▶ _Passage for review_:

[Start of section]

We believe that Eastern has made significant progress in the past four years despite slower than planned growth in 2019. Between fiscal 2015 and fiscal 2019, Eastern’s sales have grown at an average annual rate of 15% and net income has grown at an annual rate of 23%.
Our return on invested capital*, which, we believe, is an important indicator of how efficiently we allocate our capital to generate returns, was 9.8% for fiscal 2019 compared to 11.3% for fiscal 2018 and 6.6% for fiscal 2015, when we first started reporting this measure.  Our return on invested in capital in fiscal 2019 was negatively impact by approximately $3.9 million, net of tax, in non-recurring costs related to the restructuring of two of our businesses and one-time costs related the acquisition of Big 3 Precision.

[End of section]

▶ _Recorded data_:
[Start of section]

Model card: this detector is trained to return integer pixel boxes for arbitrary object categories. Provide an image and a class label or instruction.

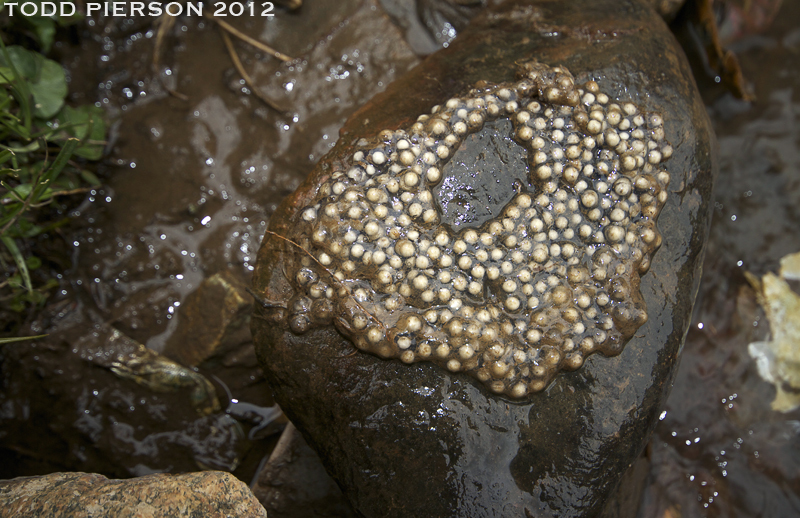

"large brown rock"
[253,0,716,517]
[0,471,267,518]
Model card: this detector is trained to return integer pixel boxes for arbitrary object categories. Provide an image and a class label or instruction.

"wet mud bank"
[0,1,800,518]
[253,2,716,516]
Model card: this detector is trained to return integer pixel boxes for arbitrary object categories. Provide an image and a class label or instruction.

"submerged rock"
[745,252,800,412]
[0,471,267,518]
[253,0,716,517]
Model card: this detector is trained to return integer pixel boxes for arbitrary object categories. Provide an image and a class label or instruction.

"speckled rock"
[0,471,267,518]
[253,0,716,517]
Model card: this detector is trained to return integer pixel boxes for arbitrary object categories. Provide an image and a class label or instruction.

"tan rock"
[0,471,267,518]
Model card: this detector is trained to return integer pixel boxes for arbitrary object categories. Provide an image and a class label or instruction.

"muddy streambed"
[0,0,800,517]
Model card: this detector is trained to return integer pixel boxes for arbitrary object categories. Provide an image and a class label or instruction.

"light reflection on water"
[638,2,800,518]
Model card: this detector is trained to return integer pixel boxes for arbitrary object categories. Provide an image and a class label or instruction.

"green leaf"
[0,45,67,120]
[0,236,33,293]
[81,169,103,187]
[32,138,78,203]
[25,255,42,271]
[25,16,56,54]
[31,58,67,120]
[0,149,14,164]
[0,45,37,80]
[0,335,47,345]
[58,104,106,160]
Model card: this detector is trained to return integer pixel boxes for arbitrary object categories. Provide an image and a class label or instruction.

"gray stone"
[253,0,716,517]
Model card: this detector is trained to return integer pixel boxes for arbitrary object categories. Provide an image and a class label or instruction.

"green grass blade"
[31,138,80,203]
[0,236,33,293]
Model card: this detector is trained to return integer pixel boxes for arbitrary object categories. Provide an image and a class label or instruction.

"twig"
[203,11,292,61]
[222,32,286,115]
[265,230,388,332]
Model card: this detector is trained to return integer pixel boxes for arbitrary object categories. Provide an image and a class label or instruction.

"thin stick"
[222,32,286,115]
[265,230,388,331]
[203,12,292,61]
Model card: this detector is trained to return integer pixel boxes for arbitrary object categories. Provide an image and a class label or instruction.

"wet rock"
[0,471,267,518]
[252,423,356,518]
[253,0,716,517]
[0,324,247,477]
[163,272,253,367]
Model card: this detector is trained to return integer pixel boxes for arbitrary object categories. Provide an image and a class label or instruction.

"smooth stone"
[251,423,356,518]
[0,471,267,518]
[253,0,717,518]
[162,271,253,367]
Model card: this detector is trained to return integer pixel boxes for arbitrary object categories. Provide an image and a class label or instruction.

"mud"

[End of section]

▶ _Assigned task 1_: In the passage on Eastern's results, rewrite the paragraph that begins "We believe that Eastern has made" more briefly, keeping its main facts.
▶ _Assigned task 2_: Update the part of the passage on Eastern's results that opens with the words containing "We believe that" and closes with "rate of 23%.", putting "substantial" in place of "significant".

▶ _Answer section 1_: We believe Eastern has made significant progress over the past four years, even though 2019 growth was slower than planned. From fiscal 2015 to fiscal 2019, sales grew an average of 15% a year and net income grew 23% a year.

▶ _Answer section 2_:
We believe that Eastern has made substantial progress in the past four years despite slower than planned growth in 2019. Between fiscal 2015 and fiscal 2019, Eastern’s sales have grown at an average annual rate of 15% and net income has grown at an annual rate of 23%.